▶ _課題と演習_
1. 公開書簡を扱った文書抜粋をもとに、次の問いに答えてください。
(a) 書簡に名を連ねた人物のうち、言語学者は誰か。
(b) 書簡によると、何の発展によって米本土からも迅速な軍隊の展開が可能になったか。
(c) 書簡は、北東アジアにある米軍の飛行場が攻撃対象となる危険性が高まっている要因として何を挙げているか。
2. 公開書簡を扱った文書抜粋で、書簡に名を連ねている人物として挙げられている人をすべて書き出してください。
3. 公開書簡を扱った文書抜粋の最後の文を受けて、その先を書き継いでください。

▶ _文書抜粋_
####################
公開書簡には、言語学者のノーム・チョムスキー氏、米外交シンクタンク「クインシー・インスティテュート」代表のアンドリュー・バスビッチ氏、パウエル米国務長官当時に首席補佐官を務めたローレンス・ウィルカーソン元陸軍大佐、外交官も務めたアン・ライト元陸軍大佐らが名を連ねている。
書簡には、軍事技術の発展で、米本土からも迅速な軍隊の展開が可能になったと説明している。一方、中・長距離ミサイルの性能向上で、北東アジアにある米軍の飛行場は攻撃対象となる危険性が高まっていると指摘している。
####################
▶ _提示資料_
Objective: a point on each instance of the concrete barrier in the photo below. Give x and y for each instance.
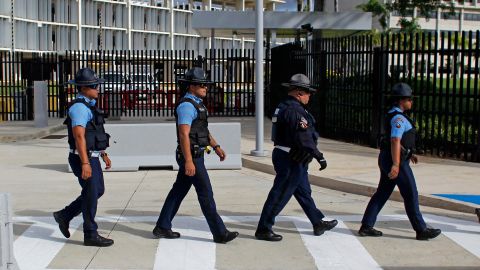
####################
▶ _解答_
1.
(a) ノーム・チョムスキー氏
(b) 軍事技術の発展
(c) 中・長距離ミサイルの性能向上

2.
ノーム・チョムスキー氏
アンドリュー・バスビッチ氏
ローレンス・ウィルカーソン元陸軍大佐
アン・ライト元陸軍大佐

3.
また、基地からの毒物の流出や、事故、危険物質の廃棄などで、米軍が駐留している地域の自然環境に悪影響を及ぼしているとした。米国防総省は米国内のような環境基準を設けていないため、地位協定によって受け入れ国は環境調査や米軍に対する環境浄化の費用負担を求めることができないと説明している。
書簡はバイデン大統領、ハリス副大統領、オースティン国防長官、サリバン大統領補佐官ら宛て。
バイデン大統領は2月の外交方針演説で、米軍の世界的な展開態勢の見直しを進めると発表したが、アジアの兵力への具体的言及はなかった。